• _TASK OBJECTIVE_:
Continue the guest blog post about a childhood basketball coach from the point where it stops.

• _SELECTION_:

● ● ● ● ●

The Knowledge That Saved Me From Molestation

April 29, 2011 19 Comments TAGS: Kids, Motherhood, Stress

By Guest Blogger Jamie Coombs

Have you ever gotten “the creeps” from one of your children’s coaches? Have you been on the fence about whether or not to say something about it or raise an alarm? Maybe you’ll be perceived as overly sensitive or the dreaded helicopter mom. I believe that women are blessed with a superpower called “intuition.” You should trust your intuition and hopefully this article will convince you to speak up, no matter how awkward.

When I was a young girl I had a basketball coach (we’ll refer to him as Coach X) that was popular amongst the kids and parents alike. He would return each season as a fun, energetic and involved coach. The odd thing was he never actually had a child in the league and most coaches were parents of at least one of the kids on the team. Why did he keep returning year after year? What was his motive?

After gaining my parents trust, he offered to be my ride home after each practice (which made sense because he lived in our neighborhood.) Then he would stop by our house to take a friend and I to the local ice cream vendor. Slowly the outings led into, after ice cream, going down the street to an empty parking lot and us driving his Jeep. No adult ever let us drive before. We couldn’t believe it! He was so much fun!

● ● ● ● ●

• _COLLECTED MATERIAL_:
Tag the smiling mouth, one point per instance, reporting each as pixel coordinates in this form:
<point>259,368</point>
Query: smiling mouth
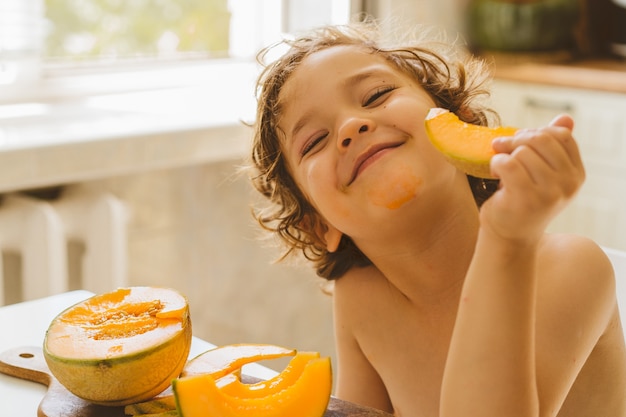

● ● ● ● ●

• _ANSWER TO THE TASK_:
Looking back as an adult and even writing about it now, everything seems so obvious; all the signs were there. Unbeknownst to me, I was already chosen for the “grooming” process. The “grooming” process I refer to is the term known for molesters gaining trust of their future victims. This “dance” went on for years, going out for ice cream, trips to the mall, driving his car, and of course being selected to be on his basketball team year after year.

There is one girl in particular that stood out to me. Her and I were always chosen for Coach X’s team, her father was always out-of-town, and looking back on it, she was so amiss when she showed up for practice. She picked up on the signs that I had also been chosen for the “grooming“ process. She was always locking arms with me and I can vividly remember her cold hands and arms trembling a lot. When asked to run a drill from Coach X, she would always push me out front to do it first. I now realize, in a weird way, I think she wanted him to focus on me. She knew that if I was next, then he would move on and leave her alone.

Years later it would come out that when her father was out of town and her full-time working mom needed help with the kids, mom would call on friendly Coach X to come and watch her girls. We learned that she wasn’t the awkward accident-prone girl we pegged her to be. She was simply fighting back. All the times she came to practice with a brace on her wrist or a twisted ankle. These were signs of her struggle, fighting against her molester.

She was the one that would unveil his secret, the reason he had chosen coaching girl league basketball for years. Her family moved after she finally told her parents what had been going on with Coach X. To this day I think about her and often wonder what kind of adult woman she has grown to be.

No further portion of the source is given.